◆ Job ◆
Rewrite only the lines of the material below, from the line with "point_to SHOULD mark one point per instance of the rear wing" to the line with "pixel 191 251", including both, and keep every request line unchanged. Shift each x and y pixel coordinate in the answers by adding 148.

◆ Exercise data ◆
_ _ _ _
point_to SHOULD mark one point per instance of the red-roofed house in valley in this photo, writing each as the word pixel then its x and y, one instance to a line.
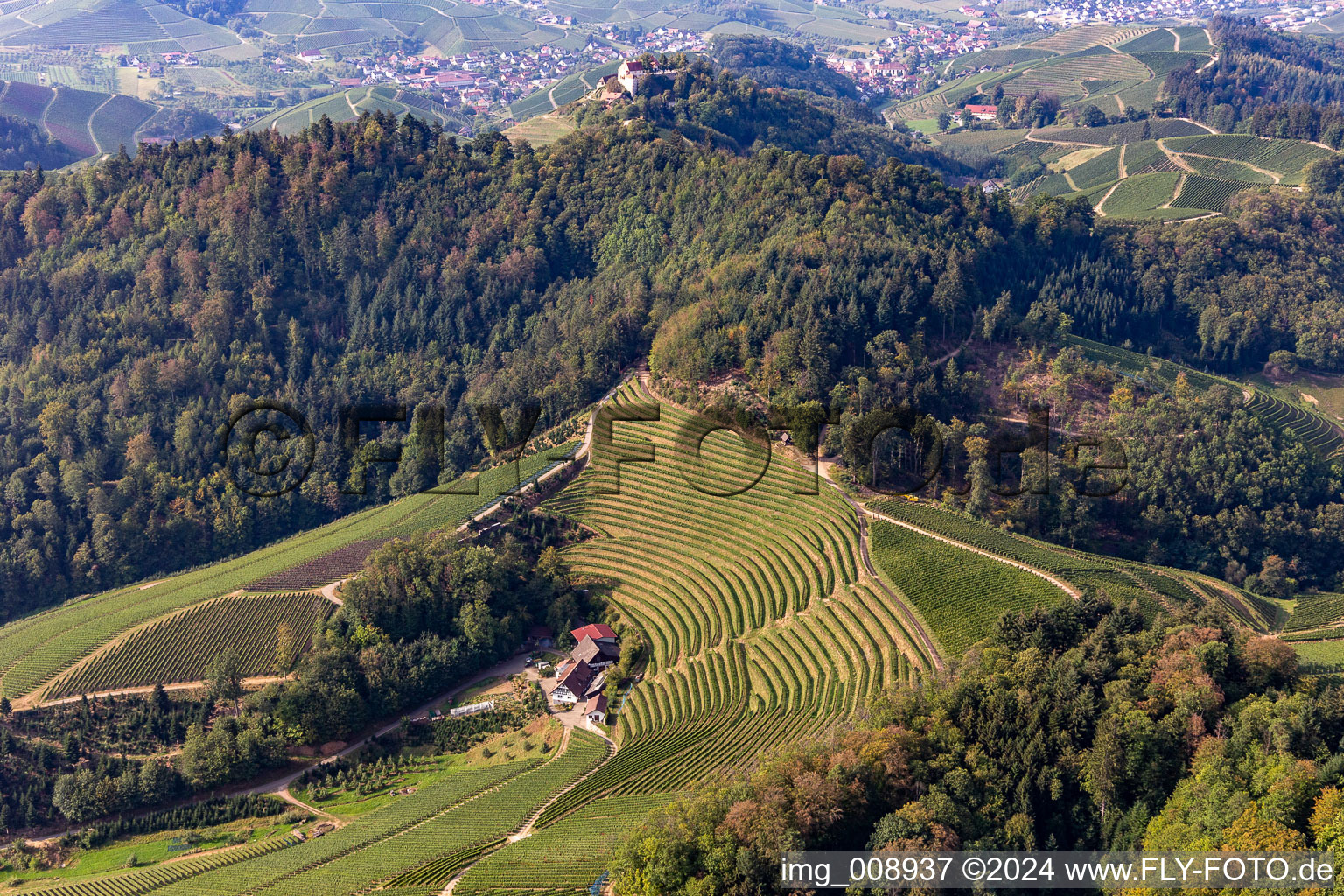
pixel 631 74
pixel 596 630
pixel 598 654
pixel 574 679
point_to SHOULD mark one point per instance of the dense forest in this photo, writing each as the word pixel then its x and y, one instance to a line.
pixel 1078 728
pixel 24 144
pixel 144 298
pixel 1265 82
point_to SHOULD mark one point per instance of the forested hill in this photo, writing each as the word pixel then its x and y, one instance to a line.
pixel 790 109
pixel 381 261
pixel 142 300
pixel 1283 85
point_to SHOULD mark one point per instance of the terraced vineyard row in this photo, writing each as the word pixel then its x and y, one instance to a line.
pixel 38 648
pixel 1153 371
pixel 958 592
pixel 1210 193
pixel 152 878
pixel 330 567
pixel 524 864
pixel 962 528
pixel 1280 156
pixel 366 832
pixel 679 755
pixel 433 852
pixel 182 647
pixel 1313 429
pixel 750 599
pixel 1316 610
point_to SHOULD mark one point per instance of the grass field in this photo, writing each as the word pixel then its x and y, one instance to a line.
pixel 562 92
pixel 182 647
pixel 38 648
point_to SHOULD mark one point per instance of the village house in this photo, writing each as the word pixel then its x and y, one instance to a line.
pixel 574 680
pixel 597 654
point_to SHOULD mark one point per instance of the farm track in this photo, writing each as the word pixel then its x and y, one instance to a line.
pixel 1180 186
pixel 526 830
pixel 89 124
pixel 1256 168
pixel 934 655
pixel 176 685
pixel 1100 208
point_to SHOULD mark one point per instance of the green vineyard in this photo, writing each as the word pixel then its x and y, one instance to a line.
pixel 760 615
pixel 182 647
pixel 39 648
pixel 1152 589
pixel 347 846
pixel 1312 429
pixel 1210 193
pixel 1314 612
pixel 962 594
pixel 1280 156
pixel 526 863
pixel 746 599
pixel 153 878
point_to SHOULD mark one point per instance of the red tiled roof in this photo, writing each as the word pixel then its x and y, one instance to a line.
pixel 578 679
pixel 594 630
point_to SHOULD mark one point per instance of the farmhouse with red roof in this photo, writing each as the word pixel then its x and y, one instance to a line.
pixel 596 630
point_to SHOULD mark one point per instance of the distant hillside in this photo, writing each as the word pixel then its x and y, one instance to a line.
pixel 1286 85
pixel 737 113
pixel 348 105
pixel 85 121
pixel 24 144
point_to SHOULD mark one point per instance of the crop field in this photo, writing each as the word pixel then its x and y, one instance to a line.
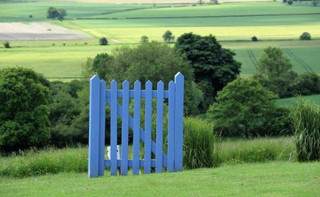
pixel 275 24
pixel 292 102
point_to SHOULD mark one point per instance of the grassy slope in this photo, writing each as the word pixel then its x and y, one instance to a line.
pixel 271 179
pixel 292 102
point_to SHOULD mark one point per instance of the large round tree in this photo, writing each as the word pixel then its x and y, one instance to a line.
pixel 213 65
pixel 24 112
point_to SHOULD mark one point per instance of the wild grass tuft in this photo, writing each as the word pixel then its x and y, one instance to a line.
pixel 306 124
pixel 198 143
pixel 48 161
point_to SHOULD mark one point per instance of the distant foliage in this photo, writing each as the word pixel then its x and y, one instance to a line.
pixel 103 41
pixel 254 38
pixel 245 108
pixel 198 143
pixel 213 65
pixel 275 72
pixel 54 13
pixel 24 111
pixel 144 39
pixel 306 124
pixel 305 36
pixel 168 36
pixel 6 45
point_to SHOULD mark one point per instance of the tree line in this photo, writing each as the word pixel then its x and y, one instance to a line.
pixel 36 112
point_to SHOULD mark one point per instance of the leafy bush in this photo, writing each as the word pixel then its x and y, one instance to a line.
pixel 24 111
pixel 245 108
pixel 198 143
pixel 254 38
pixel 305 36
pixel 306 124
pixel 6 44
pixel 103 41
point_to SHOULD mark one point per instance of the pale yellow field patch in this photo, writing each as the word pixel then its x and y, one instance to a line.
pixel 132 35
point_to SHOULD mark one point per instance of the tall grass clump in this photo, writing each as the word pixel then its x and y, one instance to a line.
pixel 198 143
pixel 306 125
pixel 47 161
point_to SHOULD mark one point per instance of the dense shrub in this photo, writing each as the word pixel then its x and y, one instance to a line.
pixel 306 124
pixel 305 36
pixel 254 38
pixel 198 143
pixel 307 84
pixel 6 44
pixel 24 111
pixel 245 108
pixel 103 41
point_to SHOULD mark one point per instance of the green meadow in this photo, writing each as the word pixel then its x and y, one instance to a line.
pixel 267 179
pixel 274 24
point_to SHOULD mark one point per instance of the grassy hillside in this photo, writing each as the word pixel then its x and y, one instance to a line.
pixel 269 179
pixel 292 102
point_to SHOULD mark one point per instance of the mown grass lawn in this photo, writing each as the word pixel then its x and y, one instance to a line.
pixel 268 179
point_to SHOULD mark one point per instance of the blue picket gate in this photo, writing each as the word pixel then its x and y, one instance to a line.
pixel 99 96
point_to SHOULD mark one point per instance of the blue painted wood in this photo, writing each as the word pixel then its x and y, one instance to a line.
pixel 125 128
pixel 102 127
pixel 148 127
pixel 159 130
pixel 93 165
pixel 113 120
pixel 178 125
pixel 136 127
pixel 171 116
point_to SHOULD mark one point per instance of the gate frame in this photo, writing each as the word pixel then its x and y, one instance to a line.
pixel 99 96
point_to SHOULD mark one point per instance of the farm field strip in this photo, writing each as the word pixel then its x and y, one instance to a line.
pixel 132 35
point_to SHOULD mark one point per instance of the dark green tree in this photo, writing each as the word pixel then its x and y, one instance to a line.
pixel 275 72
pixel 213 65
pixel 168 36
pixel 24 111
pixel 245 108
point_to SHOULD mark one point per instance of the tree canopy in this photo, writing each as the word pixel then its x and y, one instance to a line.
pixel 24 112
pixel 245 108
pixel 213 65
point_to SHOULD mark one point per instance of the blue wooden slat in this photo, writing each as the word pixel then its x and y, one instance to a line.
pixel 125 128
pixel 178 125
pixel 159 130
pixel 142 132
pixel 143 94
pixel 136 128
pixel 148 127
pixel 113 120
pixel 94 113
pixel 171 141
pixel 102 127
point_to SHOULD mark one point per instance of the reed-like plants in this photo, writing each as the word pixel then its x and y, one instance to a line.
pixel 306 125
pixel 198 143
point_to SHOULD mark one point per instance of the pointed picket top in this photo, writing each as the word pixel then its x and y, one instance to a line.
pixel 178 76
pixel 137 83
pixel 160 84
pixel 125 84
pixel 171 84
pixel 114 83
pixel 94 78
pixel 103 82
pixel 148 84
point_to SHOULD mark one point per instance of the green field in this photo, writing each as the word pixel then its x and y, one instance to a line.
pixel 269 179
pixel 292 102
pixel 274 23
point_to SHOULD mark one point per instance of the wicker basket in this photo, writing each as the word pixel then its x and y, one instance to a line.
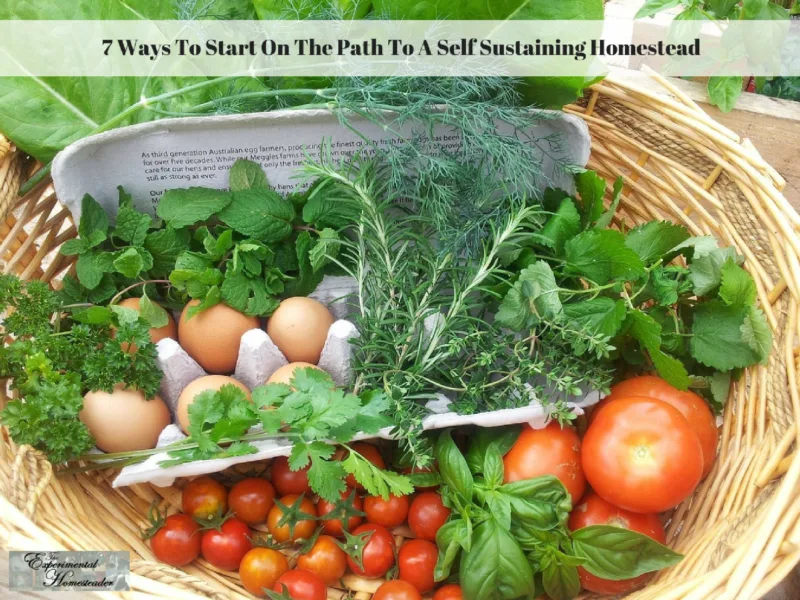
pixel 740 531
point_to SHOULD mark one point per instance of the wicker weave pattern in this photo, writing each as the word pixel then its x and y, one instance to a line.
pixel 740 532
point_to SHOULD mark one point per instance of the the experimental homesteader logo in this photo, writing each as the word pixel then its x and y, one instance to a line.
pixel 70 571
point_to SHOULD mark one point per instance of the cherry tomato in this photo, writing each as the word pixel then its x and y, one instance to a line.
pixel 225 548
pixel 593 510
pixel 368 451
pixel 690 405
pixel 378 554
pixel 177 542
pixel 334 526
pixel 303 528
pixel 302 585
pixel 260 569
pixel 550 451
pixel 451 591
pixel 427 515
pixel 251 500
pixel 642 455
pixel 287 481
pixel 417 560
pixel 325 559
pixel 397 590
pixel 203 498
pixel 389 513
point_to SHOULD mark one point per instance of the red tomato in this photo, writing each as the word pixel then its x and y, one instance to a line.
pixel 203 498
pixel 691 406
pixel 303 529
pixel 451 591
pixel 260 569
pixel 301 585
pixel 427 515
pixel 251 500
pixel 225 548
pixel 389 513
pixel 325 559
pixel 642 455
pixel 397 590
pixel 417 560
pixel 550 451
pixel 378 554
pixel 368 451
pixel 287 481
pixel 177 542
pixel 593 510
pixel 334 526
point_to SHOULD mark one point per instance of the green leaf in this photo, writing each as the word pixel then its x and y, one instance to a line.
pixel 453 466
pixel 737 285
pixel 563 225
pixel 724 91
pixel 153 313
pixel 601 256
pixel 495 566
pixel 705 272
pixel 259 213
pixel 652 7
pixel 720 335
pixel 616 553
pixel 183 207
pixel 653 240
pixel 533 298
pixel 247 175
pixel 600 316
pixel 129 263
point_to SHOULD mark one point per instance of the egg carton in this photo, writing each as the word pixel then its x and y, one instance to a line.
pixel 259 357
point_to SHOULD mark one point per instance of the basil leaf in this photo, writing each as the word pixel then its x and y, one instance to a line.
pixel 617 553
pixel 453 466
pixel 495 566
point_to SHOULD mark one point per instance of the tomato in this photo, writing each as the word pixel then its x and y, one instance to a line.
pixel 642 455
pixel 325 559
pixel 334 526
pixel 550 451
pixel 225 547
pixel 593 510
pixel 302 585
pixel 368 451
pixel 204 497
pixel 251 500
pixel 690 405
pixel 389 513
pixel 451 591
pixel 417 560
pixel 287 481
pixel 303 528
pixel 177 542
pixel 397 590
pixel 378 554
pixel 427 515
pixel 260 569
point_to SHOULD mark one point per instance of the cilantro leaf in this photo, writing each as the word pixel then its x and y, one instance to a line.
pixel 601 256
pixel 736 284
pixel 259 213
pixel 183 207
pixel 653 240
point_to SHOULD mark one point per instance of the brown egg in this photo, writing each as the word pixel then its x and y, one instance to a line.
pixel 212 336
pixel 299 328
pixel 209 382
pixel 156 334
pixel 284 373
pixel 124 420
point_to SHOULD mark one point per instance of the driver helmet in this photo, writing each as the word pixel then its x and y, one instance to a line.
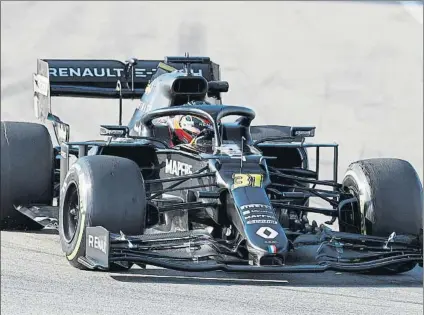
pixel 186 128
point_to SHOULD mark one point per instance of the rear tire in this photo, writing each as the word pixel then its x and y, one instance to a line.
pixel 105 191
pixel 391 200
pixel 27 170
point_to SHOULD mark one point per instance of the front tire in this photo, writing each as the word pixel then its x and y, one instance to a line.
pixel 27 172
pixel 390 197
pixel 105 191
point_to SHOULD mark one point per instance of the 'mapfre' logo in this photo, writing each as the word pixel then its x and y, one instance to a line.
pixel 177 168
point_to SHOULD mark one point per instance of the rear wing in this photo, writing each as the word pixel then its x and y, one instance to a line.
pixel 111 79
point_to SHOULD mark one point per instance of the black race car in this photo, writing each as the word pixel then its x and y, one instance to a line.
pixel 236 199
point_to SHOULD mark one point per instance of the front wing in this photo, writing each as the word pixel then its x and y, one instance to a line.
pixel 191 251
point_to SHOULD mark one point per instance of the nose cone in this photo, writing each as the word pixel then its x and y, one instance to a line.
pixel 264 235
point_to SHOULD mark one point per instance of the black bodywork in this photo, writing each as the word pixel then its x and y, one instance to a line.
pixel 236 202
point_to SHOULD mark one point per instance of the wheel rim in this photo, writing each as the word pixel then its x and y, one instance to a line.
pixel 71 213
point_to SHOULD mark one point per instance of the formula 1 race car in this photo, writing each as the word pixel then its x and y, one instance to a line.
pixel 232 196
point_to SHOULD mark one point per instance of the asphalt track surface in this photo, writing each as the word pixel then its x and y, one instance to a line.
pixel 352 69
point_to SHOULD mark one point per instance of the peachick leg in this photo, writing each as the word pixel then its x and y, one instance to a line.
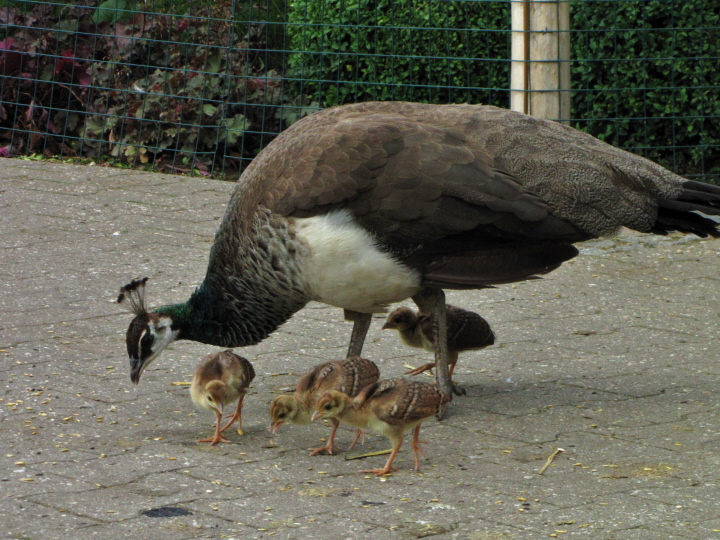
pixel 433 301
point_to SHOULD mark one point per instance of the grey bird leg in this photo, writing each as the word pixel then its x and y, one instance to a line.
pixel 361 324
pixel 433 301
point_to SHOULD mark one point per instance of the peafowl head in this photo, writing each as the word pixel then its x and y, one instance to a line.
pixel 149 332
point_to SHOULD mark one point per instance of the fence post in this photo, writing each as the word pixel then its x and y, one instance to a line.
pixel 540 71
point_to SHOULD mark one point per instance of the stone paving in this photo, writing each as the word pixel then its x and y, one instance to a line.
pixel 612 358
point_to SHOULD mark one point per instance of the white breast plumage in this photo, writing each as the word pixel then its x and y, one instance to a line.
pixel 345 268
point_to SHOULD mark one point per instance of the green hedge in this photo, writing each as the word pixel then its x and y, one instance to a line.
pixel 359 50
pixel 645 72
pixel 645 77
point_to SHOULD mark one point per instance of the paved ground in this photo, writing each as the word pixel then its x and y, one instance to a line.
pixel 612 358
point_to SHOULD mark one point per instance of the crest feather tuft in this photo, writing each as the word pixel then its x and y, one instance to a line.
pixel 133 295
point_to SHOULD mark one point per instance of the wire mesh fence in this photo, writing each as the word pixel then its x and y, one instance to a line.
pixel 203 86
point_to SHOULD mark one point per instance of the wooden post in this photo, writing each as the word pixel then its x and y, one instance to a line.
pixel 540 72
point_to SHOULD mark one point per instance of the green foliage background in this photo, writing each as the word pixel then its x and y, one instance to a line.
pixel 205 84
pixel 645 73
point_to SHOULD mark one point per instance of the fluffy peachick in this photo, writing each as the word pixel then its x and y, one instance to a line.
pixel 390 408
pixel 347 376
pixel 365 205
pixel 466 331
pixel 219 379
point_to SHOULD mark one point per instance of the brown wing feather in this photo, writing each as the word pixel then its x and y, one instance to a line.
pixel 407 177
pixel 401 401
pixel 407 401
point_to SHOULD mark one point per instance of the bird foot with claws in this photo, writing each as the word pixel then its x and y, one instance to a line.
pixel 328 449
pixel 422 369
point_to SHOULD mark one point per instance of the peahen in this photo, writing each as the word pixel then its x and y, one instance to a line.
pixel 364 205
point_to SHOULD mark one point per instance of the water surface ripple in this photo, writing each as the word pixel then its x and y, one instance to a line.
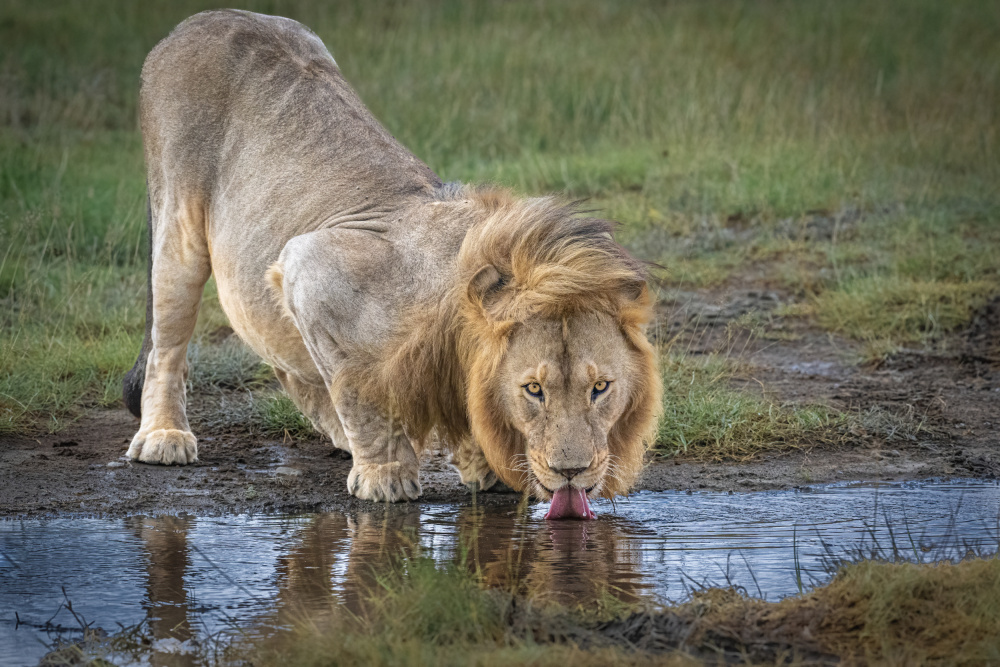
pixel 187 576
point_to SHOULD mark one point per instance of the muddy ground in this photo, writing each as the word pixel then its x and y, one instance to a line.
pixel 928 413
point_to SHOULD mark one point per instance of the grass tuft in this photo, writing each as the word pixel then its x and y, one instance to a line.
pixel 705 418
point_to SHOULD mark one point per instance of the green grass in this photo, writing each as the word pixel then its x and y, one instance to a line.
pixel 704 417
pixel 716 132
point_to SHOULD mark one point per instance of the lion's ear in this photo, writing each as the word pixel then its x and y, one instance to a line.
pixel 485 286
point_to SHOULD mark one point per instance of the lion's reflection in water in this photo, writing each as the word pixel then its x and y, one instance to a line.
pixel 334 561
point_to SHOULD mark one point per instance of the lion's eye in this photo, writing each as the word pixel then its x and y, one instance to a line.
pixel 600 387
_ _ _ _
◆ Problem solution ◆
point_to SHOULD mark one point per instance of the rear wing in this photo, writing each as the word pixel then its x and y, one instance to a line.
pixel 259 227
point_to SHOULD mark one point per instance of the black race car in this photo, writing each as the word pixel then its x and y, one instance to a line.
pixel 384 347
point_to SHOULD mark one point per instance of the front wing in this photo, writing each as the word pixel then its x and y, one instance to a line.
pixel 339 399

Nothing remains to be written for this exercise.